Photo object pointing records:
------------------------------------------------------------

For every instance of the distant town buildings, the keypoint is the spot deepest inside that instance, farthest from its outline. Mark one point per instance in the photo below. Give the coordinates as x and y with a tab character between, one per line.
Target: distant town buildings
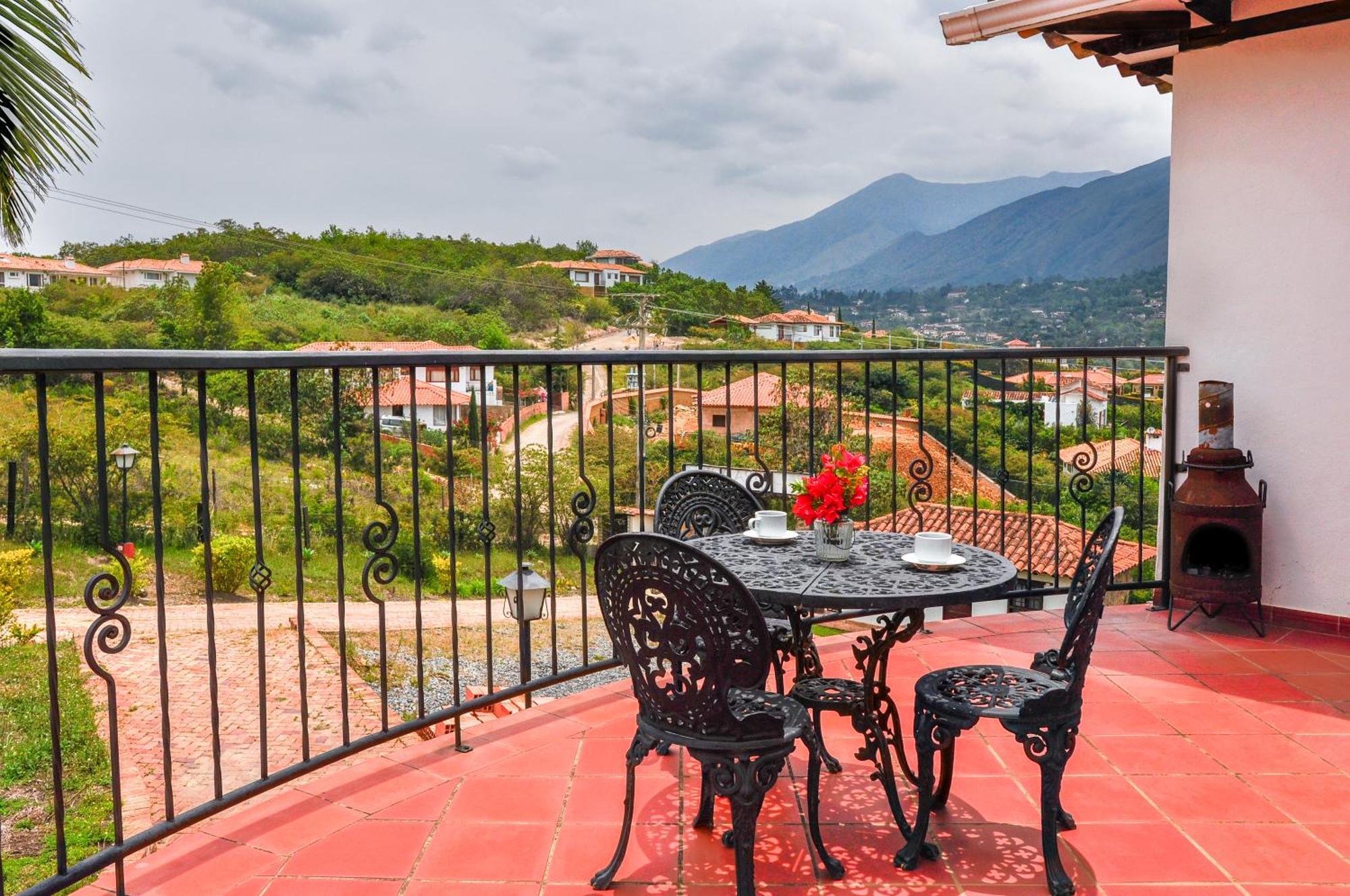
138	273
25	272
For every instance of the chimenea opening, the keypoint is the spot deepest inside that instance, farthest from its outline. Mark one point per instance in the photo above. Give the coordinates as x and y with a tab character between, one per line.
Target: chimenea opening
1217	551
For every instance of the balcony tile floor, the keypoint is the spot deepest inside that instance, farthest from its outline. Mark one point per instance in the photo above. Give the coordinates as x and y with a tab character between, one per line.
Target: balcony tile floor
1212	763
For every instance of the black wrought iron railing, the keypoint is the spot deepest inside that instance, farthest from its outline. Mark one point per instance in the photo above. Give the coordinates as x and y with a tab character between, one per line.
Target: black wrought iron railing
368	549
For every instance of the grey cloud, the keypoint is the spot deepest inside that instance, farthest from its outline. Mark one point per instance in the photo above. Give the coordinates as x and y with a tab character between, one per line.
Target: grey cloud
526	163
287	22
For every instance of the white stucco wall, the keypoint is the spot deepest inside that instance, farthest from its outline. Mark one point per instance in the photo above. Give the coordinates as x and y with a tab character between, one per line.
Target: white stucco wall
1259	279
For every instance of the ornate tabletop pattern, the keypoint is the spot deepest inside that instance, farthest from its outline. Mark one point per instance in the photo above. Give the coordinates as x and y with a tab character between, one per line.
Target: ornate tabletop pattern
874	578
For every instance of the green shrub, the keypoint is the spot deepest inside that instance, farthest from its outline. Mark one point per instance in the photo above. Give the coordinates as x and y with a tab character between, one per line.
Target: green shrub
232	559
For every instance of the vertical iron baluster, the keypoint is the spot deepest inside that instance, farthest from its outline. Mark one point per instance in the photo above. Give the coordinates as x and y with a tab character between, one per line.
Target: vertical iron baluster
59	800
867	443
782	401
727	392
341	546
416	511
487	531
205	474
1139	543
610	419
642	447
454	562
111	631
761	482
839	401
260	577
299	540
811	418
379	539
975	449
948	445
524	659
670	422
1055	455
583	530
157	515
553	520
896	442
1031	453
699	396
1004	455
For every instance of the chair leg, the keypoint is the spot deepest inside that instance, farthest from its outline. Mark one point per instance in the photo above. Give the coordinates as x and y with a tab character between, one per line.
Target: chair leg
834	867
832	764
931	736
637	752
944	781
705	802
1051	748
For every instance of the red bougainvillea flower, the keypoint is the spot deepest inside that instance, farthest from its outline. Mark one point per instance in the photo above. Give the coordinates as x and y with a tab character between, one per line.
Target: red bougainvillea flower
830	496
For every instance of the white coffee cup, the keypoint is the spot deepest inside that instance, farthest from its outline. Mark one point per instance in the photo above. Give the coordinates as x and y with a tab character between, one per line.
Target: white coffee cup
934	547
769	523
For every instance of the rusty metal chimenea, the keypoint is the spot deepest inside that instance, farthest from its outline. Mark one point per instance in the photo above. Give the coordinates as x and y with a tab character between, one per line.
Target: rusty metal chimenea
1216	526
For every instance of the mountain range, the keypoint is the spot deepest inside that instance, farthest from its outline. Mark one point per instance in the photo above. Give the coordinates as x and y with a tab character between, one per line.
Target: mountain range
902	233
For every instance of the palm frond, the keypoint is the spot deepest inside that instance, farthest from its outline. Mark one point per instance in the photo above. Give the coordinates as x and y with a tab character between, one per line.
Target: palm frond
47	126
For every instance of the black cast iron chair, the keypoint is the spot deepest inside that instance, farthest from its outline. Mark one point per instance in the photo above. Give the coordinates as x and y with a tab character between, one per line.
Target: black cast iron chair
1042	708
697	504
699	654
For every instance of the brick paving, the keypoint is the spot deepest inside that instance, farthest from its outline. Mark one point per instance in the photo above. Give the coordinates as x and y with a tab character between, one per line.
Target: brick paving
1212	763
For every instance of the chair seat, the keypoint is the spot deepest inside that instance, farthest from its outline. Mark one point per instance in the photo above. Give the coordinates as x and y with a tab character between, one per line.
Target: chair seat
835	696
992	692
745	702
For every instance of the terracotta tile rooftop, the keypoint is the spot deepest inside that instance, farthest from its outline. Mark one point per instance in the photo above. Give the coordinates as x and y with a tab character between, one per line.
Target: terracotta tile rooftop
1212	763
1010	536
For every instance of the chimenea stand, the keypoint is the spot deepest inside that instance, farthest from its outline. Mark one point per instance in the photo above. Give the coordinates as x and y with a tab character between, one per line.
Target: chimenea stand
1216	527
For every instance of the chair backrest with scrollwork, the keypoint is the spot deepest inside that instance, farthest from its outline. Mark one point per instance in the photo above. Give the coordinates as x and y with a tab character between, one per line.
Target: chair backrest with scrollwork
688	631
1085	605
697	503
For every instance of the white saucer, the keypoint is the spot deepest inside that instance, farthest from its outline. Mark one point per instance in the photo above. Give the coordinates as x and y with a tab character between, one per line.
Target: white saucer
929	566
788	538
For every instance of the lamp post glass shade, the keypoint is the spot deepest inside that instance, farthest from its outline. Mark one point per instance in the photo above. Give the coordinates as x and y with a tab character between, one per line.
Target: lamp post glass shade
526	592
125	457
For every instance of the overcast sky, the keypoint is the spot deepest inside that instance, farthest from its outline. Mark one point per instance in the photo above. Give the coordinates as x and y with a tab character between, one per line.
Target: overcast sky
647	126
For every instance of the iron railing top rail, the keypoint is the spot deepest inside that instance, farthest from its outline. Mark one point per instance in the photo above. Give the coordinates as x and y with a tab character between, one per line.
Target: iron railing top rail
140	360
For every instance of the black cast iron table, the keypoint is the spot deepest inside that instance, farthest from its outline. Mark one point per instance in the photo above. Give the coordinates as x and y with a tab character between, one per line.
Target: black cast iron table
873	580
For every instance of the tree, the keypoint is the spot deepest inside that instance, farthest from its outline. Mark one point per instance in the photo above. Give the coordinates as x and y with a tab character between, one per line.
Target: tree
47	126
24	319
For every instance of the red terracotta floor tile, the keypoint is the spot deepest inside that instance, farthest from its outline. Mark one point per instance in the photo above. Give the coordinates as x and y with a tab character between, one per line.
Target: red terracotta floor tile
1260	754
334	887
1306	798
427	806
1212	719
487	852
1140	855
198	864
372	786
284	824
1208	798
1271	853
584	849
365	849
508	800
1155	755
1268	689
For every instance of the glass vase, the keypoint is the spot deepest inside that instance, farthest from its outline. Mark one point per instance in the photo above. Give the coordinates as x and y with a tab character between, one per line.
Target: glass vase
834	540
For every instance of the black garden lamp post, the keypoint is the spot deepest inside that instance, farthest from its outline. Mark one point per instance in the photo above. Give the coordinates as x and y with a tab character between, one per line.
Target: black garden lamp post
126	458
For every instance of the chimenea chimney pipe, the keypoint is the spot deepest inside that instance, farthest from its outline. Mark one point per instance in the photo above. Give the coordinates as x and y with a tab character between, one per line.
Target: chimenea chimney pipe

------------------------------------------------------------

**Work to do:**
Output the line containing "For every instance of the black cast iron table, the" and all lines after it to the end of the records, exactly as given.

**In response:**
For every instance of the black cast iron table, the keypoint is the spot deepest inside that instance, farthest from its outline. Mark one point per instance in the photo above. Give the coordinates as x and y with a tab character between, one per line.
Target: black cast iron table
873	580
For every instance of the tree, the keypoint is the spot deepest inside that instance, farthest from its outline. Mark one point per instance in the photo above. Give the coordinates as x and y with a tab character between, one per line.
Target: tree
47	126
24	319
For every instance of the red terracotta floor tile, the keypoint is the spot deepest inside that instance, farthest from its outline. Mark one point per instance in the photo above. Give the coordinates as x and y with a tab character between, one per line.
Target: red terracotta floor tile
1260	754
334	887
1306	798
427	806
1212	719
487	852
1140	855
198	864
372	786
284	824
1208	798
1271	853
584	849
365	849
508	800
1155	755
1268	689
For every instance of the glass vase, the keypoint is the spot deepest inside that instance, farthest from its outline. Mark one point per instance in the photo above. Give the coordinates as x and y with a tab character between, one per line.
Target: glass vase
834	540
For every instance of the black garden lamp post, the keypoint is the spot deepest inside that instance, farthest from its outline. Mark one point per instance in the photo above. Give the coordinates as x and y with a tab character between, one per line.
Target: black garden lamp post
126	458
For every instance of the chimenea chimney pipe, the keypoint is the spot deepest inside that instance, farthest from its outline. Mark one point per instance in the photo above. Give the coordinates as x and y with a tab character between, one per line.
Target: chimenea chimney pipe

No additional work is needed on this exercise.